▸ **List of tasks**
1. In the year-end post, on what date did the writer's father die?
2. Name every calendar year mentioned in the year-end post.

▸ **Text section**
>>>

’08 Can Bite my Auld Lang Syne

Wow, 2008, you really sucked. Seriously, fuck you ’08, with a hot poker, even. You were on par with 2001 in the level of your suckness. You were actually coming in as okay – not great, but not bad, but then you just had to add that coup de grace there at the end, with my father’s death, huh? Yes, that was a sucktastic grand finale. Awesome. That put you even with ’01.

But there is a bright side – I haven’t made an ass of myself dithering about turning 40 a week ago. And then there is the fact that 2009 cannot suck any worse. Even if the whole Western world continues its meltdown to the point of apocalypse, it still cannot suck worse than 2008; Mom and Dad can’t die again. So good riddance, 2008; you shall not be missed. As for 2009, bring it. Do your worse. I laugh tauntingly and defiantly in the face of your impending adversity from the ramparts of my psychological castle. *in best gravely French accent:* I fart in your general direction.

You know, I’ve tried several times to write about my father’s death here in recent days, but have found I cannot. I’ve tried to recreate what I said at his funeral – he died December 16 – but every time I sit down to do it, my muse has been AFK (she’s pretty smart like that; smarter than I, surely). It is the same issue I had trying to put my mother’s death in perspective through writing; history repeats itself like the cruel mistress she is.

Until today, that is. Real life seems determined to intrude on the self-imposed mental holiday I instituted following my father’s burial December 23, although as far as I’m concerned, it lasts until Monday. But that fucking bastard of a devil is in the details. And my muse has coincidentally decided that her holiday is over. She’s fickle and recalcitrant; her timing rarely proves convenient. But I love her just the same (queue that silly Billy Joel song).

<<<

▸ **Dataset records**
>>>

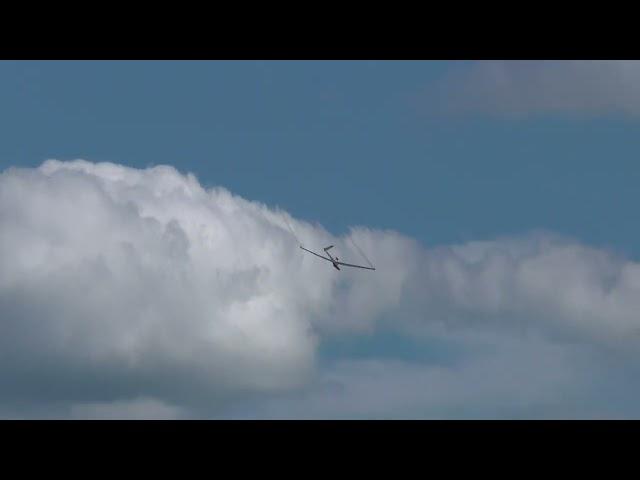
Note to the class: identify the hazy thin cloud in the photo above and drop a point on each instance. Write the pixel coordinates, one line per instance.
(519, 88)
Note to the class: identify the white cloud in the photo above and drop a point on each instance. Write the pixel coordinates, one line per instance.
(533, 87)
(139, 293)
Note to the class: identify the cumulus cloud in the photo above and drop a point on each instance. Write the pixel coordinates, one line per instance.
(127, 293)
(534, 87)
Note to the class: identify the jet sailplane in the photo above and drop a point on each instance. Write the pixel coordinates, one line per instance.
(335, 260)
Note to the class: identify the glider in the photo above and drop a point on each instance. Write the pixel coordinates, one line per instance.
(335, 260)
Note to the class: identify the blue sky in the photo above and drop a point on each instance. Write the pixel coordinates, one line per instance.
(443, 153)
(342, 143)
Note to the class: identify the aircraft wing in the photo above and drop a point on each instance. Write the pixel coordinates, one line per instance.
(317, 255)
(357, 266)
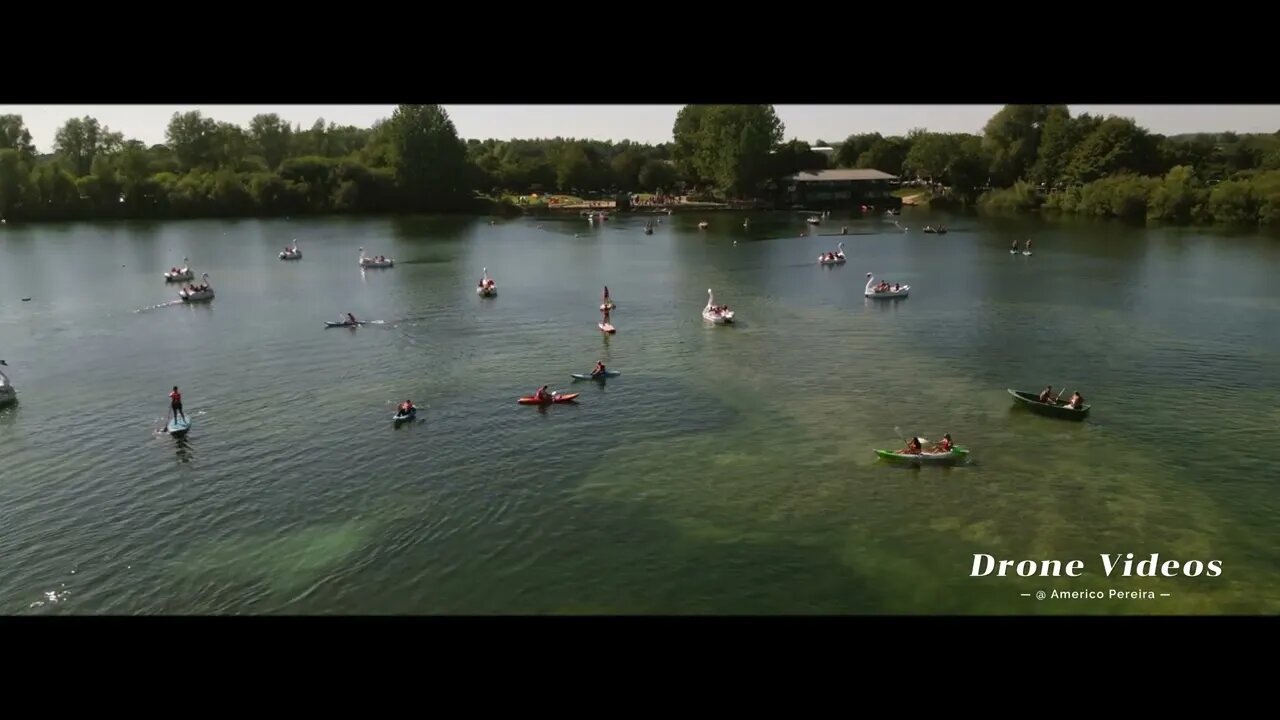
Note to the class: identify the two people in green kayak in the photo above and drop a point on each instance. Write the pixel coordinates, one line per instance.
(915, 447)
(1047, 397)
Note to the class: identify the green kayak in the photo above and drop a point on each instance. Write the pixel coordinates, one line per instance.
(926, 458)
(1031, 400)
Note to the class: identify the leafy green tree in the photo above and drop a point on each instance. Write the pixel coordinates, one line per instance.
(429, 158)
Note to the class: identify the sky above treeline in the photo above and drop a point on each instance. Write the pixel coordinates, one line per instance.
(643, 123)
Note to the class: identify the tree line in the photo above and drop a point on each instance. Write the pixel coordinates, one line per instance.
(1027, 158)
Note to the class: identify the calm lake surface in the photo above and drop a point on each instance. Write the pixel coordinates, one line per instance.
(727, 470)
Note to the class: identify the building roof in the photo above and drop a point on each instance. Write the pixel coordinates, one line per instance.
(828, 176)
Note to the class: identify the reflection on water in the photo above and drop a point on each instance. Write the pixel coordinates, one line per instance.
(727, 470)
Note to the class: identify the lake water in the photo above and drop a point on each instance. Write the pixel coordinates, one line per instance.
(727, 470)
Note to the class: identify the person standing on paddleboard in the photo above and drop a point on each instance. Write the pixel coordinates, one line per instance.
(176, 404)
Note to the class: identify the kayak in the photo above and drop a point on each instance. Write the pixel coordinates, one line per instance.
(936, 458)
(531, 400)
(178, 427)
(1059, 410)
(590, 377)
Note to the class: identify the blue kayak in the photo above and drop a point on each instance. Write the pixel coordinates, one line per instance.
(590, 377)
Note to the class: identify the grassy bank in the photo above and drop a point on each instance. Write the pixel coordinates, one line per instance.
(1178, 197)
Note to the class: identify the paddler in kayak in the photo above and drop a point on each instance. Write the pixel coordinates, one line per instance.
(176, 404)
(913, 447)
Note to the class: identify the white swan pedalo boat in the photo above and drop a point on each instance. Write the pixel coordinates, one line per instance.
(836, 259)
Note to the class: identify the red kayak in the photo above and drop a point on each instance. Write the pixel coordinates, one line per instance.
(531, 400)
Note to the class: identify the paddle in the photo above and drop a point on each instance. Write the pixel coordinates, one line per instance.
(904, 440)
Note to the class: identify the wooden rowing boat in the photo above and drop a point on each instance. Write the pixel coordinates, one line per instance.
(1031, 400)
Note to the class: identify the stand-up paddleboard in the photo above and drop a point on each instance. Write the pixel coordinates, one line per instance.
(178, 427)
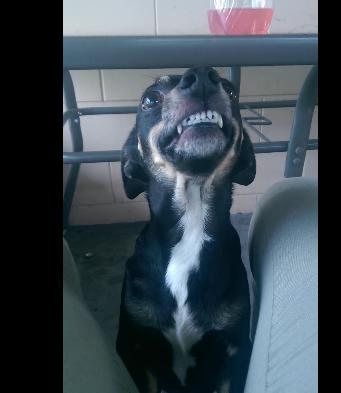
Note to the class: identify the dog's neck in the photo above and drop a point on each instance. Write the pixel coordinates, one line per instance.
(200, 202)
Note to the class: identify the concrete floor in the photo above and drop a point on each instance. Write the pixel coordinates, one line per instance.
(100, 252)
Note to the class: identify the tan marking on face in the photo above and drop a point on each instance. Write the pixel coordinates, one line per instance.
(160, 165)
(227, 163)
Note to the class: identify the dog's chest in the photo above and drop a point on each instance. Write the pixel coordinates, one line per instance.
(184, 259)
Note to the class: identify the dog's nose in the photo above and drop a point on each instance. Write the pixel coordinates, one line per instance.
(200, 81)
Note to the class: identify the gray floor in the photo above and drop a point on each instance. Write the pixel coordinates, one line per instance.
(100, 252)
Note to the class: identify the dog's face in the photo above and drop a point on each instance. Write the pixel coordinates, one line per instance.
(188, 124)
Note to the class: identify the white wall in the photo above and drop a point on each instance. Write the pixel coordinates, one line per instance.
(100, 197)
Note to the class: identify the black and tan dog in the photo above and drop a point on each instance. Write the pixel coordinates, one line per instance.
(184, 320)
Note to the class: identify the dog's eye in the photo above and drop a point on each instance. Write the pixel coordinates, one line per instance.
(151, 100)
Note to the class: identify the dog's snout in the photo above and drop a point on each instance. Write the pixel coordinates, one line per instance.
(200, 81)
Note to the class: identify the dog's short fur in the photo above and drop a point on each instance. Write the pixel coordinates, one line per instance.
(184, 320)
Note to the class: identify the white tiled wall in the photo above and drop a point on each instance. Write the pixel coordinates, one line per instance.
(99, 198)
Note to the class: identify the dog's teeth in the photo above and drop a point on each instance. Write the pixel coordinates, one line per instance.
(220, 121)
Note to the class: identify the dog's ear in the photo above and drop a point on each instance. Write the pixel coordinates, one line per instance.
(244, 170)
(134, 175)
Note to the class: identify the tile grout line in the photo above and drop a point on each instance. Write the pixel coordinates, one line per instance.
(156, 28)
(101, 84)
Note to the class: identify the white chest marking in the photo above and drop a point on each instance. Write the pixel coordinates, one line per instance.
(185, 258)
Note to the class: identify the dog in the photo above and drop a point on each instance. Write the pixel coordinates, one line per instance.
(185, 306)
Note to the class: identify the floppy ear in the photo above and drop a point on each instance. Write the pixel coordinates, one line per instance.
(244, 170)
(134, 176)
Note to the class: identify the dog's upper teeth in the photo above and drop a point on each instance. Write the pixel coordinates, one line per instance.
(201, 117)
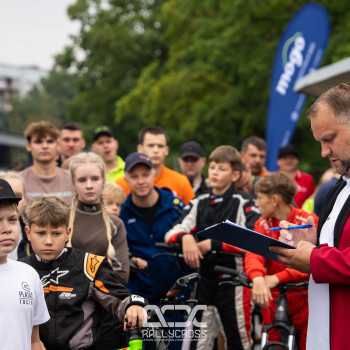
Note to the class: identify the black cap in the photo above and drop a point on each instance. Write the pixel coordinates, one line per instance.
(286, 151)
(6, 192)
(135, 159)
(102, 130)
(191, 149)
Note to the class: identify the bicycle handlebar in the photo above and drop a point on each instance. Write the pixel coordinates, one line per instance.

<<<

▸ **Results for each task**
1. December 16

2. 2001, 2008, 2009